WORK ITEM
Print, exactly as they appear in the listing below, the lines from the line with "Query: fruit stem" to the line with "The service SHOULD place a point on the fruit with", with both end lines kept.

RECORDS PROVIDED
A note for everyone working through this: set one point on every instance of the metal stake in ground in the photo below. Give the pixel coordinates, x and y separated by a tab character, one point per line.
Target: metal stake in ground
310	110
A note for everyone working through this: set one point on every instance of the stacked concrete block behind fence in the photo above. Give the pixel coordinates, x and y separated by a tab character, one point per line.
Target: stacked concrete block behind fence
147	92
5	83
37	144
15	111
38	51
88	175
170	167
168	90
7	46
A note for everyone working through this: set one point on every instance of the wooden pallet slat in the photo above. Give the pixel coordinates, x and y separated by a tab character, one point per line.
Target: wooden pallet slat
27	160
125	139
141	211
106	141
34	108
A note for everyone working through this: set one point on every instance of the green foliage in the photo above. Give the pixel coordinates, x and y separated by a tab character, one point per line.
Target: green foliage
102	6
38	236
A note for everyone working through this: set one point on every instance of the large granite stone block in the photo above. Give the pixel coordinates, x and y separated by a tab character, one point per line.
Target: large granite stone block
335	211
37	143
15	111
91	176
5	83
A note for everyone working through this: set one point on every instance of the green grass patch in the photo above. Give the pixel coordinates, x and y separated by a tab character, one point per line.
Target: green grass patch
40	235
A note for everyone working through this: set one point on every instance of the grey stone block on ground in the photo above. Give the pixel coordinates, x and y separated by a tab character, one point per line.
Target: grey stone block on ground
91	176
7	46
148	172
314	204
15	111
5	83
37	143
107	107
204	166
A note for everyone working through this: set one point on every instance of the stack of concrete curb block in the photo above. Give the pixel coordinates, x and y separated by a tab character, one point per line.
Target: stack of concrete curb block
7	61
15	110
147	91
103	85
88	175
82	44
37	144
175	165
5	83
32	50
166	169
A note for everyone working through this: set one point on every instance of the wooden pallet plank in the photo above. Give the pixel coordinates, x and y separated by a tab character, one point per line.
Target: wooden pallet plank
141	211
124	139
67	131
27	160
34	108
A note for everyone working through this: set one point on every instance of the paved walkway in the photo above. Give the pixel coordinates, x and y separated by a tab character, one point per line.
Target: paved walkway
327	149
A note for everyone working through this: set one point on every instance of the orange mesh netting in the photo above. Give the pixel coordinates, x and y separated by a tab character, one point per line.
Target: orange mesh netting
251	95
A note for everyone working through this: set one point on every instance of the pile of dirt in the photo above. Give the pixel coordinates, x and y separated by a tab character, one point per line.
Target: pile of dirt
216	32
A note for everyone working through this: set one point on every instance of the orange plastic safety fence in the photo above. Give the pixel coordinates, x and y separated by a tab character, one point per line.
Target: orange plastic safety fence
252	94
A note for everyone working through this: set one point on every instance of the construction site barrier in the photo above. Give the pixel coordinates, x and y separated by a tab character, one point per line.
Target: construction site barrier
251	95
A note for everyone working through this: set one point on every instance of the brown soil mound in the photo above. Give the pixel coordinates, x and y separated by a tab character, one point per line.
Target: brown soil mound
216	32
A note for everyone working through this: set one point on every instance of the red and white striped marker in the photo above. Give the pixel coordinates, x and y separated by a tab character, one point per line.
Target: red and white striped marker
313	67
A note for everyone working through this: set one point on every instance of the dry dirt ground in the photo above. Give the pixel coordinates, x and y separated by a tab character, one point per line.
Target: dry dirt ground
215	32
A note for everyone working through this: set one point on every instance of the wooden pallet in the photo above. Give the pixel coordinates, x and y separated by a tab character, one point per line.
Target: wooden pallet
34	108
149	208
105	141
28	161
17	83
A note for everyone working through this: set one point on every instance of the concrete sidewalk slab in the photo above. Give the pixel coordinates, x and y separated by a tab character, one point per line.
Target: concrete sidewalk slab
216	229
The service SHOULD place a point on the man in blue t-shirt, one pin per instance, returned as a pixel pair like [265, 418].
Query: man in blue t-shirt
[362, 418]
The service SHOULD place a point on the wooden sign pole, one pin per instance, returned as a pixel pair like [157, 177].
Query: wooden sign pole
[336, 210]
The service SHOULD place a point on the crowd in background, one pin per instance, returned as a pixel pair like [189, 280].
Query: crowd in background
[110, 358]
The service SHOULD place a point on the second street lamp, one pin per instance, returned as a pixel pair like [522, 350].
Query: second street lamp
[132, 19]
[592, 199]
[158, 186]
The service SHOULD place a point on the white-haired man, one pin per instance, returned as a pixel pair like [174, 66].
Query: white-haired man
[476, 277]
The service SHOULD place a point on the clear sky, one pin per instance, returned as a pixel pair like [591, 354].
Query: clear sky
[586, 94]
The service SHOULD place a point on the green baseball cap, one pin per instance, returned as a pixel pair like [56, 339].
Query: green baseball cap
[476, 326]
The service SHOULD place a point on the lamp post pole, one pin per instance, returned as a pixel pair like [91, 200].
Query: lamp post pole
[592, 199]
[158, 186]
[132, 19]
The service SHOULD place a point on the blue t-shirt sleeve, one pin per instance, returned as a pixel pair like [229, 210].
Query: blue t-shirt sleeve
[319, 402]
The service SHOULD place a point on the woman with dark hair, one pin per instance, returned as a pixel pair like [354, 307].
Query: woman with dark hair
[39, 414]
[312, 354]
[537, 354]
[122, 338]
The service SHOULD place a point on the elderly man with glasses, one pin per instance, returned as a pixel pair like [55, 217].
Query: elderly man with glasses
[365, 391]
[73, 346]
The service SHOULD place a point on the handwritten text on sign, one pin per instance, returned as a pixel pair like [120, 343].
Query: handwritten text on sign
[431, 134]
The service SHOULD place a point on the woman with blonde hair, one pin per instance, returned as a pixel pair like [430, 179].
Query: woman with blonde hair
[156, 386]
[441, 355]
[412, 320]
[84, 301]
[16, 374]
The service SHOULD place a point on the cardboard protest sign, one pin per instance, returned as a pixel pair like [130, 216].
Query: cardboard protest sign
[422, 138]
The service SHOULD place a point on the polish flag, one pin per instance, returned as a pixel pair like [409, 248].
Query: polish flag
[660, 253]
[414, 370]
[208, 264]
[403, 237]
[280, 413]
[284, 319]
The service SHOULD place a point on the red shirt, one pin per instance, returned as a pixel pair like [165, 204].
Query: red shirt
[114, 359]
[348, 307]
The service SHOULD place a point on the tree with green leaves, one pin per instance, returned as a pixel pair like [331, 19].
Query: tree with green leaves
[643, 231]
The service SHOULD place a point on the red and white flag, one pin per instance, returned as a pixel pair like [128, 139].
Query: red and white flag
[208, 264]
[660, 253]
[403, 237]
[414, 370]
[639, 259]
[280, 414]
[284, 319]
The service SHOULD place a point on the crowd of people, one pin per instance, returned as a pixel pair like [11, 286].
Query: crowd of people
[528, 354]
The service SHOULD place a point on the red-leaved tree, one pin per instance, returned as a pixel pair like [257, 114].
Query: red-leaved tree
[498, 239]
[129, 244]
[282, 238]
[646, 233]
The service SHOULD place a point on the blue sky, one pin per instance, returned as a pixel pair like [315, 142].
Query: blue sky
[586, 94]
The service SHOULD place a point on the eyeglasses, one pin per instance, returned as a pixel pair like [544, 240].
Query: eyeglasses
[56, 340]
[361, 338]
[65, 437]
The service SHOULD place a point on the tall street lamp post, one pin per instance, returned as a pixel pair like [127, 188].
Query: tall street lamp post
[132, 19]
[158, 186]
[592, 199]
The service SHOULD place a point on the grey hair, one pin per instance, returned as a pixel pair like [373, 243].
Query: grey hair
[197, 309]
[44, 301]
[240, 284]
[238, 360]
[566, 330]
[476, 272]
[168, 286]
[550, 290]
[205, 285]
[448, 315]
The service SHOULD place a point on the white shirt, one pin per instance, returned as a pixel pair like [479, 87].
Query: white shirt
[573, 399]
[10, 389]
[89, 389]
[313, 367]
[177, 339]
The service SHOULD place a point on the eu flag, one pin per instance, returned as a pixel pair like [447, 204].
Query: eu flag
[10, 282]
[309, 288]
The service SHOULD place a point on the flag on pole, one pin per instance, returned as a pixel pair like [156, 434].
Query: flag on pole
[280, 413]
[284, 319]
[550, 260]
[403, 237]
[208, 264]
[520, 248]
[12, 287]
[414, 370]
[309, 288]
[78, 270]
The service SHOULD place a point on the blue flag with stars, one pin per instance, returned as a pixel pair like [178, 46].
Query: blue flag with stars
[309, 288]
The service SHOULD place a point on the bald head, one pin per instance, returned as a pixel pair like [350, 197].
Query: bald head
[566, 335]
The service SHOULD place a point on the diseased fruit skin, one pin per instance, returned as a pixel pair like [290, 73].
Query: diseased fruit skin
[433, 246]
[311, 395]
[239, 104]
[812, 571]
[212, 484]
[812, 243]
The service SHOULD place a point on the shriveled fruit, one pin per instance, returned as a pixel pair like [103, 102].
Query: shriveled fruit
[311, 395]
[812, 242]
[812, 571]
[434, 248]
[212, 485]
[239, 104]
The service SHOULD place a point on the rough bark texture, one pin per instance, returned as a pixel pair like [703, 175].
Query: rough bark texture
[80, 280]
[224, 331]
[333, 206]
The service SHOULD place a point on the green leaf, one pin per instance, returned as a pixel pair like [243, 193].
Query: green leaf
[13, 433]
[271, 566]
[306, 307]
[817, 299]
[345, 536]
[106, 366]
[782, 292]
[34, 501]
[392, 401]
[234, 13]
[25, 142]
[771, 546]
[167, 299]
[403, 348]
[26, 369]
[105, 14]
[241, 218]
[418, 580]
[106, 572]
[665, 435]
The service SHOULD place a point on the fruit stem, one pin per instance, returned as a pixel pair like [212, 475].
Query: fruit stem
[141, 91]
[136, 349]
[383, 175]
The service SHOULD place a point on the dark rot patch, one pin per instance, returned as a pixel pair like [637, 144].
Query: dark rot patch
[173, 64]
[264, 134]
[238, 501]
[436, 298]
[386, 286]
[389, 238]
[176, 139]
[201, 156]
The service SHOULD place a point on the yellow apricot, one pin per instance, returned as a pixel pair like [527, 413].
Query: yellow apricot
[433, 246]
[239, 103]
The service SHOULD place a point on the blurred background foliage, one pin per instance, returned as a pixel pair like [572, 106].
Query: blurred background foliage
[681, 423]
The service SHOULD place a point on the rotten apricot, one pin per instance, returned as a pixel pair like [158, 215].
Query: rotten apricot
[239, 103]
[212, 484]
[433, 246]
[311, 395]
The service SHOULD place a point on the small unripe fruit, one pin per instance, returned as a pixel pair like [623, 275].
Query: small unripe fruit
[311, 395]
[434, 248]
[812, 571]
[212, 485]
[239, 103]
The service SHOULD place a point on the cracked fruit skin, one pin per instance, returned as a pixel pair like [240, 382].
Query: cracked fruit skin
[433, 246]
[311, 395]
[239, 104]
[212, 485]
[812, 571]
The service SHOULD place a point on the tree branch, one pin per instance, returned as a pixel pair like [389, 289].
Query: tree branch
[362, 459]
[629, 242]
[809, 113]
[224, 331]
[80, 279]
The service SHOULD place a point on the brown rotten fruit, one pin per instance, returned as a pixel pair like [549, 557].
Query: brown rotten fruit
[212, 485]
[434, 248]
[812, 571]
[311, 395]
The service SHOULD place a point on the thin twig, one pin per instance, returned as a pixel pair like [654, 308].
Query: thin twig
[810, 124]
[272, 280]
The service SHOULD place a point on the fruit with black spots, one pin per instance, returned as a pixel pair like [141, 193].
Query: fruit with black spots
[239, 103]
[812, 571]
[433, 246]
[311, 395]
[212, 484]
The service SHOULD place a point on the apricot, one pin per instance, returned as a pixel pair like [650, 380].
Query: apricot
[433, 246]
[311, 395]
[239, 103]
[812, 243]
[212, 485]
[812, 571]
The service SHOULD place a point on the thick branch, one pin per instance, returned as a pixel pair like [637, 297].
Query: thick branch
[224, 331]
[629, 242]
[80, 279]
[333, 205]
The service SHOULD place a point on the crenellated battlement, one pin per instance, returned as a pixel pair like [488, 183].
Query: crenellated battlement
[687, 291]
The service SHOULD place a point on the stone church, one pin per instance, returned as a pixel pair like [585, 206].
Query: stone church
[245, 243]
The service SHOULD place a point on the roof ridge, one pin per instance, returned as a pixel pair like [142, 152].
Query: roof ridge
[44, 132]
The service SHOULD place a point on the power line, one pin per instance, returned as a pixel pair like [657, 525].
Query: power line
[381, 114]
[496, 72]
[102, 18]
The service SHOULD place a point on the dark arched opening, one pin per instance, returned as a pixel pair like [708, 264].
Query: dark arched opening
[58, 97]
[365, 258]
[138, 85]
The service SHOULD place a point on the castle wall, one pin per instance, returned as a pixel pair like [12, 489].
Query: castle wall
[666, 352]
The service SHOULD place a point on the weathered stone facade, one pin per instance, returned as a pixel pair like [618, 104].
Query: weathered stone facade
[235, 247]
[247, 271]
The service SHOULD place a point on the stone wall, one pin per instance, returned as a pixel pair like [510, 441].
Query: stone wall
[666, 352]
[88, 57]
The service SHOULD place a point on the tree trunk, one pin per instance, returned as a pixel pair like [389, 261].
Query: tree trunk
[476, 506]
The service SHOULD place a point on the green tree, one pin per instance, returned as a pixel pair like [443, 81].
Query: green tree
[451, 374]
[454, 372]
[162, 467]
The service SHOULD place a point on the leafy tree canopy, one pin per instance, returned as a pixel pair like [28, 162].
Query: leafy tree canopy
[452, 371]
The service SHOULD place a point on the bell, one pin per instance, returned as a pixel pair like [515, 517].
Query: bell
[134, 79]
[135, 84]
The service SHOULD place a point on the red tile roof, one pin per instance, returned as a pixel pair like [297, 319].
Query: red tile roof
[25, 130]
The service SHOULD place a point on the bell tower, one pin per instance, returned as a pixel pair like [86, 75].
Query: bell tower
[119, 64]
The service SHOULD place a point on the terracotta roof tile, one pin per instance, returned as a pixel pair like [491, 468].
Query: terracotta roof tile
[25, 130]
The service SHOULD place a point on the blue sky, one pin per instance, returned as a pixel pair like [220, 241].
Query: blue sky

EXPECTED OUTPUT
Query: fruit stem
[141, 91]
[136, 349]
[383, 175]
The service SHOULD place a point on the dark rot patch, one pin per instance, returned as a pixel pair like [637, 144].
Query: dark rot patch
[173, 64]
[264, 134]
[238, 501]
[436, 298]
[386, 286]
[389, 238]
[176, 139]
[201, 156]
The service SHOULD place a point on the yellow apricot, one pin per instance, returned as a pixel pair like [527, 413].
Query: yellow apricot
[433, 246]
[239, 103]
The service SHOULD place a point on the blurred background foliage, one pin per instance, returned as a pixel pair like [572, 106].
Query: blurred background foliage
[681, 423]
The service SHOULD place a point on the rotten apricot, one pin per instance, returned as a pixel pair like [158, 215].
Query: rotten apricot
[239, 103]
[212, 484]
[433, 246]
[311, 395]
The service SHOULD place a point on the small unripe fruit, one pin per instance, returned as a pixel pair like [623, 275].
Query: small unripe fruit
[311, 395]
[434, 248]
[812, 571]
[212, 485]
[239, 103]
The service SHOULD place a point on the cracked fruit skin, one pin per instance, returned as a pixel pair like [240, 382].
Query: cracked fruit skin
[433, 246]
[311, 395]
[239, 104]
[212, 485]
[812, 571]
The service SHOULD place a point on the tree branch, one pin per instance, returned as a pixel pair like [389, 289].
Query: tree branch
[362, 459]
[629, 242]
[809, 113]
[224, 331]
[80, 279]
The service SHOULD place a point on the brown rotten fruit, one pin per instance, returned as a pixel pair like [549, 557].
Query: brown rotten fruit
[212, 485]
[434, 248]
[812, 571]
[311, 395]
The service SHOULD place a point on the thin twig, one pin per instance, returned as a pixel pair like [654, 308].
Query: thin twig
[810, 124]
[272, 280]
The service SHOULD place a point on the fruit with black spots, one pin per instance, returned as a pixel pair like [141, 193].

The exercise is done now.